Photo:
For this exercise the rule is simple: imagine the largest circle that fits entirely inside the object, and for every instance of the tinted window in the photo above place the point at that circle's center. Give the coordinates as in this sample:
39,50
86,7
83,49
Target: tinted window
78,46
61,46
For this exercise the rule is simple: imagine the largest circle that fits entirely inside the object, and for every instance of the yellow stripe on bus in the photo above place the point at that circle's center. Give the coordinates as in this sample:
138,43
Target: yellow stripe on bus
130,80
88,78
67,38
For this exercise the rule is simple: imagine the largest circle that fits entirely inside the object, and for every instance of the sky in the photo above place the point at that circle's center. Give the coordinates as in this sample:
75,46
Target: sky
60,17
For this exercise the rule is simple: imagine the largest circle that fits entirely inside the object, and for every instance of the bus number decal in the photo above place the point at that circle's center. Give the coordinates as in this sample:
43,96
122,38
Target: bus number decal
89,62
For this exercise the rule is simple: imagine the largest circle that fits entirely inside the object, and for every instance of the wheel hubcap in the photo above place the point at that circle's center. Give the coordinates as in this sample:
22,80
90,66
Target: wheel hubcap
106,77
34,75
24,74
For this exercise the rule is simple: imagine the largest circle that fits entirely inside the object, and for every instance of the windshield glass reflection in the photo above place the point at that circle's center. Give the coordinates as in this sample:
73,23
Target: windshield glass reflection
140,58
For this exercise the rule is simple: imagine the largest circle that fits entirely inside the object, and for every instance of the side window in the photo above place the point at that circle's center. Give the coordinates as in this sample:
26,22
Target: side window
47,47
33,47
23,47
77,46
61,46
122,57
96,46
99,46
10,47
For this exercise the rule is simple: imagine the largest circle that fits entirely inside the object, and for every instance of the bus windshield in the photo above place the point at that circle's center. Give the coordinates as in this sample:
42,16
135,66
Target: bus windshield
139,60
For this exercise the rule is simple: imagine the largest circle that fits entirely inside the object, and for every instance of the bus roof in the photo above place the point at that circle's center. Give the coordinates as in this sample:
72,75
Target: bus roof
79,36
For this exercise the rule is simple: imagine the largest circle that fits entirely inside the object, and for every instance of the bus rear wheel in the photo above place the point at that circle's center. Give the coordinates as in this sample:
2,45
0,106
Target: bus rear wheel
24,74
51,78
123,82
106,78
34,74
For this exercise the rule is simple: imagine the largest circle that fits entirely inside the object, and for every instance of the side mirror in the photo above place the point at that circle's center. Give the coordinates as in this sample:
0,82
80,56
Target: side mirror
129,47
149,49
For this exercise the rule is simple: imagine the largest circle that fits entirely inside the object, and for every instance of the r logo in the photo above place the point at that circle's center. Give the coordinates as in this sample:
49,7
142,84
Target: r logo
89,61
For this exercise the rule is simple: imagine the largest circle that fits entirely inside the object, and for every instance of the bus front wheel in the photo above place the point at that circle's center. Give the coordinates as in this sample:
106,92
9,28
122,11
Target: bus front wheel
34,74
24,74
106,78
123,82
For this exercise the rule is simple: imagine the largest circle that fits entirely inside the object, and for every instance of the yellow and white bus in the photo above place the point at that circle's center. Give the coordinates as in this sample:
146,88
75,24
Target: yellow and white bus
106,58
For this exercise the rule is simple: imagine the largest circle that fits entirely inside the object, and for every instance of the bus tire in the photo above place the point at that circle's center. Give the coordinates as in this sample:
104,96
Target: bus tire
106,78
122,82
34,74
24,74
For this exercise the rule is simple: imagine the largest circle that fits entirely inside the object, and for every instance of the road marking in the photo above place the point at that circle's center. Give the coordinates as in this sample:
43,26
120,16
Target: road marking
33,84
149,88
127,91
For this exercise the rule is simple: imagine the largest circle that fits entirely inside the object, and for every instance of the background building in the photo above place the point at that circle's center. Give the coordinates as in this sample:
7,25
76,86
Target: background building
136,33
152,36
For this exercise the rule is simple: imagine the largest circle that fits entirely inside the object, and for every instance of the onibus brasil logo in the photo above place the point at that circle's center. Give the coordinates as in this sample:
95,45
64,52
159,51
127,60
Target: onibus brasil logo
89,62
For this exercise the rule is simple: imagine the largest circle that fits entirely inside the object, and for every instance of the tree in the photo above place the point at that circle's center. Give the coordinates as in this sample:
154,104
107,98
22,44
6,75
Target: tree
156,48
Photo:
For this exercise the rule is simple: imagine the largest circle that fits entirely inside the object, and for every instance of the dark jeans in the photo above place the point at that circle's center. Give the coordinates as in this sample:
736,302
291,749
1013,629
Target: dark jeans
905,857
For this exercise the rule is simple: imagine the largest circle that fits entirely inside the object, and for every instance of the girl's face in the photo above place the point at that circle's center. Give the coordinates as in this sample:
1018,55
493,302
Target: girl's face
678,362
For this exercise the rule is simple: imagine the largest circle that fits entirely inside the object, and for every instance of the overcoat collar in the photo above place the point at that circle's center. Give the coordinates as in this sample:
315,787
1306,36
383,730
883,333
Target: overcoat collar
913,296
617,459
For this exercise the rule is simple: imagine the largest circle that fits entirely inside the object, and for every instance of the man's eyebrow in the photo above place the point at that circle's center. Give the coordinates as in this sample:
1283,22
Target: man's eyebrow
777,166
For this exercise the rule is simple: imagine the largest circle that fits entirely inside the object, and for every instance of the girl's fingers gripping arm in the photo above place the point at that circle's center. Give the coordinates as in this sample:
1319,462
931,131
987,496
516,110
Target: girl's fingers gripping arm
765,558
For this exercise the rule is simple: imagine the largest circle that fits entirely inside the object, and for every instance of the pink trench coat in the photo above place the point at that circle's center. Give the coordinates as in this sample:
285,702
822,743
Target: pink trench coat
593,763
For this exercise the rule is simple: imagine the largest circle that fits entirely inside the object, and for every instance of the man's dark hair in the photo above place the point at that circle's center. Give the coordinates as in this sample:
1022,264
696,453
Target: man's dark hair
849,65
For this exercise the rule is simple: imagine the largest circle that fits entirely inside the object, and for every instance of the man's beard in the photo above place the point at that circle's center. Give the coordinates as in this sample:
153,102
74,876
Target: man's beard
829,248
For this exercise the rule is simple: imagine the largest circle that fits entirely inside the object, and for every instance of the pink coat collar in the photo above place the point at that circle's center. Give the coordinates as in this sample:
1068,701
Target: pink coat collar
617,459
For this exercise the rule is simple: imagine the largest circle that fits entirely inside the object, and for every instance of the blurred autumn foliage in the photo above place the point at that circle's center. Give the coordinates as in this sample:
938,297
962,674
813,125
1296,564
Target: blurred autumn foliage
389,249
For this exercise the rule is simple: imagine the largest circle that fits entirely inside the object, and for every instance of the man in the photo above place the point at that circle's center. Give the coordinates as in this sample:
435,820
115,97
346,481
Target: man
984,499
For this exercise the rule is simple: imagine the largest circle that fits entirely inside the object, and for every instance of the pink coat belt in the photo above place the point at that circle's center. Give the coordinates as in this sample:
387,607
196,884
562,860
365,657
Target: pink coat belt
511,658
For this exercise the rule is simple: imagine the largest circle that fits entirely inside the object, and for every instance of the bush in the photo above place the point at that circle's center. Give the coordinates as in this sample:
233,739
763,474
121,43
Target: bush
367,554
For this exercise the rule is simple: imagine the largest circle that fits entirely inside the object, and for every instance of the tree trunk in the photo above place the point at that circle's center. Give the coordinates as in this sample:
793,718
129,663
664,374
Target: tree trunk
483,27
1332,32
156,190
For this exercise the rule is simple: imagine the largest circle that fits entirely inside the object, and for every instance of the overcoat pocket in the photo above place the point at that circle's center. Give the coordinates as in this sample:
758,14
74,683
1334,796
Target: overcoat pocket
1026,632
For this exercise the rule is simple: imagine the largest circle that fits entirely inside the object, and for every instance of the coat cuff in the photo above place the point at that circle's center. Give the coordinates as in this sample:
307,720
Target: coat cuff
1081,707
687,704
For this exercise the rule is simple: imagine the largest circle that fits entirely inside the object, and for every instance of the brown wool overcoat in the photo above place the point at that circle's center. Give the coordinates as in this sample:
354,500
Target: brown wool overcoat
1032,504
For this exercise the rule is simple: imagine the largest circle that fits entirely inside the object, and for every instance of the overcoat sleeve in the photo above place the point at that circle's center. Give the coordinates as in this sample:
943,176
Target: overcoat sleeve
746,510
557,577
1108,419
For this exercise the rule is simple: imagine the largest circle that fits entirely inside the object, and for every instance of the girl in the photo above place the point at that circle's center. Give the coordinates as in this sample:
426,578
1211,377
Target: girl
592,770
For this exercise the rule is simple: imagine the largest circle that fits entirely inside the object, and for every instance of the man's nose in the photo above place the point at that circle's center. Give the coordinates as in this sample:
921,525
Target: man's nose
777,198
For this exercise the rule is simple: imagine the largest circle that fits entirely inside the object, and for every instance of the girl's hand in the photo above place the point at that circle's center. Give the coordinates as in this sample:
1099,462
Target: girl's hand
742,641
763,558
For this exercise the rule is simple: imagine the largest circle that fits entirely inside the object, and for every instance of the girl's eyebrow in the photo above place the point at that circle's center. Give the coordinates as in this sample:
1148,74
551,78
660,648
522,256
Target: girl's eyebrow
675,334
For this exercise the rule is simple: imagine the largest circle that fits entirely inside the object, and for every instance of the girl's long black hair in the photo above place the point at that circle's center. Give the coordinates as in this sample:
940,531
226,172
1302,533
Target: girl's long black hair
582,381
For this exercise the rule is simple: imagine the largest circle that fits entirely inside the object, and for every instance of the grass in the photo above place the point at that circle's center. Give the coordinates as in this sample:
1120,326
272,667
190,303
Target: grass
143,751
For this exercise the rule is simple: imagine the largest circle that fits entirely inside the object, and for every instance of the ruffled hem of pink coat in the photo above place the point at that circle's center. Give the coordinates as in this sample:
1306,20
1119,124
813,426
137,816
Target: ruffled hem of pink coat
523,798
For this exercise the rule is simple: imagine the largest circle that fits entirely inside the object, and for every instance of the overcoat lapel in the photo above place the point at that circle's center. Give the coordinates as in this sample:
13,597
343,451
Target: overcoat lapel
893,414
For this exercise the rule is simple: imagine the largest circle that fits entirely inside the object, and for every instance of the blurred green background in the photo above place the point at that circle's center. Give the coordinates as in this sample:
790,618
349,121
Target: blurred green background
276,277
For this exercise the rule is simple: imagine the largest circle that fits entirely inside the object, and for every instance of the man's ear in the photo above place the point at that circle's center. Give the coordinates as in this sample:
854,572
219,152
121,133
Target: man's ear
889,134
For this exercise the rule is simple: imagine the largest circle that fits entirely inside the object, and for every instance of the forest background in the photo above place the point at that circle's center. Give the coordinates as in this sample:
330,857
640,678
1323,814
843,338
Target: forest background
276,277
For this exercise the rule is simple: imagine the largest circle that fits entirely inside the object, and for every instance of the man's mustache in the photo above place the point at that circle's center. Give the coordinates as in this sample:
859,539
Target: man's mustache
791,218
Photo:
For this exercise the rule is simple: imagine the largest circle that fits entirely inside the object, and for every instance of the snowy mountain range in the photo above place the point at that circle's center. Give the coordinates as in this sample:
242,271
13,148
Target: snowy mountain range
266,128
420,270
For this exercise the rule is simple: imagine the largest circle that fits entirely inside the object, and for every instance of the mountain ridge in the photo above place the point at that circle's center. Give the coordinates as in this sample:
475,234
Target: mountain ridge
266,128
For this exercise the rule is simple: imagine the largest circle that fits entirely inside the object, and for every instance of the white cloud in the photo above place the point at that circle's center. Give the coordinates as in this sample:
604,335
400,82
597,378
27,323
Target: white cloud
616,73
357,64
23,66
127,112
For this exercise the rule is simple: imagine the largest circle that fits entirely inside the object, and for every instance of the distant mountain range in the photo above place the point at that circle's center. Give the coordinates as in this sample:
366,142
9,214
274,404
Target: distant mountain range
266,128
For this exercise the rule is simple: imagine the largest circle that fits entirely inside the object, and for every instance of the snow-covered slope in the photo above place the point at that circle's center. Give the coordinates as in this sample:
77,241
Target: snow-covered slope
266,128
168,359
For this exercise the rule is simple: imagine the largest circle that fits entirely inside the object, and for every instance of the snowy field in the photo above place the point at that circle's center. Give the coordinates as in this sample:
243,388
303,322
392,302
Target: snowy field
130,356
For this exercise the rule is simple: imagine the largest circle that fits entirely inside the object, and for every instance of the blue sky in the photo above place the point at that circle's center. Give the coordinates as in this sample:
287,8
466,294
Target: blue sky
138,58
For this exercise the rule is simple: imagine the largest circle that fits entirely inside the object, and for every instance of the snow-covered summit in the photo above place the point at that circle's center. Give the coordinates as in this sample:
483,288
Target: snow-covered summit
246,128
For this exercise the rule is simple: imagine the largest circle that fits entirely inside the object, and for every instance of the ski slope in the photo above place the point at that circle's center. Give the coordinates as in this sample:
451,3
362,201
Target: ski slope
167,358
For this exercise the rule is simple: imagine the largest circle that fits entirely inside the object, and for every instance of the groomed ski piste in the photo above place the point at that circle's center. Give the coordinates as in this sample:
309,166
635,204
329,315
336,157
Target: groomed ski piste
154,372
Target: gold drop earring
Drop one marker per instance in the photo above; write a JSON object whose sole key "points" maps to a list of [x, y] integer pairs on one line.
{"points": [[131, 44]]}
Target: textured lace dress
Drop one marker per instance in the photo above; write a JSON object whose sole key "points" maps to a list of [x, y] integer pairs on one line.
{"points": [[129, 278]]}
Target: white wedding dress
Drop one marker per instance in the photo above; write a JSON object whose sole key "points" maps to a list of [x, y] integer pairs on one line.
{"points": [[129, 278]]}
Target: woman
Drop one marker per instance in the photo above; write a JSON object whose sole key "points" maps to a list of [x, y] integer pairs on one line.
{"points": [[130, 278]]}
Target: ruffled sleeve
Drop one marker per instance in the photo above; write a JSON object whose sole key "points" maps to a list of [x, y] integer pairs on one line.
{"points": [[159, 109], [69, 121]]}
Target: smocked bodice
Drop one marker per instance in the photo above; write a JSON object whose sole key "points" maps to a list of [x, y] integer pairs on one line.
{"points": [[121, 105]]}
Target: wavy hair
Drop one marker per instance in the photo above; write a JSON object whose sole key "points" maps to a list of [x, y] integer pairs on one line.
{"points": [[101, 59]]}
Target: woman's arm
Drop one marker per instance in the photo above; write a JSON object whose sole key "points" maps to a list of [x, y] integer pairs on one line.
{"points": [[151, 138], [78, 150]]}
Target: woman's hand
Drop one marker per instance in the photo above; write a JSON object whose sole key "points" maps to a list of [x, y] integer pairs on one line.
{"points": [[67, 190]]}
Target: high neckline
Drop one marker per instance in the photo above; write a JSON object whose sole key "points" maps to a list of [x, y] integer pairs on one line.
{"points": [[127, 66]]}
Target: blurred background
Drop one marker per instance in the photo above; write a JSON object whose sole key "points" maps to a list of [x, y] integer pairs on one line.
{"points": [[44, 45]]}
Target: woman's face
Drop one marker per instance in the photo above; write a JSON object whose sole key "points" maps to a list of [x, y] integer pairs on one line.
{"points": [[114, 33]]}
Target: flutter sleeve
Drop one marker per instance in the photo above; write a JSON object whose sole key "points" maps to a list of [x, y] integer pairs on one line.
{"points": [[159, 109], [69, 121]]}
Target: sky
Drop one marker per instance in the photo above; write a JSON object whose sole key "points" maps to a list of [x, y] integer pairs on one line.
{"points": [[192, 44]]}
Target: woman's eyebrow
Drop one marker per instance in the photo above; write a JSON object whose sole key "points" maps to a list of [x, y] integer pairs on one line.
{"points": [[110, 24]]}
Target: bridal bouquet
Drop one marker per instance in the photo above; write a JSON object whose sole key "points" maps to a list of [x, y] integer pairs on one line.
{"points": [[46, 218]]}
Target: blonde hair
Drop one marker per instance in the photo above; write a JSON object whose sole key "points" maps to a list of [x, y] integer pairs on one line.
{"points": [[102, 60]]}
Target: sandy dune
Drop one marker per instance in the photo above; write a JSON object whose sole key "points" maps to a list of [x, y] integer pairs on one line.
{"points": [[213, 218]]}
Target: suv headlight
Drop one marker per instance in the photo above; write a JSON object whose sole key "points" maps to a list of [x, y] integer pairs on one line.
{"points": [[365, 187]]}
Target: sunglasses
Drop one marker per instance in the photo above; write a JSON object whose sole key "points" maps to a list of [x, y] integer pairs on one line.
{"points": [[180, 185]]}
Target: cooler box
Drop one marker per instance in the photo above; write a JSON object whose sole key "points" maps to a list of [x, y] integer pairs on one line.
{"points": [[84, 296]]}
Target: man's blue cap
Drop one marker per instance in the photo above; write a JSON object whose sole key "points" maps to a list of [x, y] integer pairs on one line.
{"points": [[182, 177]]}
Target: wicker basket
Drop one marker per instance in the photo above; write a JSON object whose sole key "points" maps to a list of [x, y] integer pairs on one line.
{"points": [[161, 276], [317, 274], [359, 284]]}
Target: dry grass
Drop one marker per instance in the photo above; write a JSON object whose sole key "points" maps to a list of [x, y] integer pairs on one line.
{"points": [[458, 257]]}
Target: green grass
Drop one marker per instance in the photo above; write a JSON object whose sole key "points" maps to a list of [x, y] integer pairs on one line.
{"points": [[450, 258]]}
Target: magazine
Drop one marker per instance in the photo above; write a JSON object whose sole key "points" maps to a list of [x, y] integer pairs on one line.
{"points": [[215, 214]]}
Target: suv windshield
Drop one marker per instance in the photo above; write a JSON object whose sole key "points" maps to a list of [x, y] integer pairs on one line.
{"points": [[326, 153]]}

* * * *

> **DIRECTIONS**
Retype exactly, please, each line from the line that contains "Target: green grass" through the last line of the entries above, with nothing added.

> **RESPONSE TO THIS EXERCISE**
Target: green grass
Drop one marker per instance in the photo above; write a JSON object whose sole key "points" maps to a list of [x, y] integer pairs on one line.
{"points": [[450, 258]]}
Target: magazine
Drop one marker per instance in the photo above; write a JSON object whose sole key "points" maps to a list of [x, y] integer pairs on one line.
{"points": [[215, 214]]}
Target: suv windshield
Drop one marker per instance in the photo above; write a JSON object whose sole key "points" maps to a list of [x, y] integer pairs on one line.
{"points": [[326, 153]]}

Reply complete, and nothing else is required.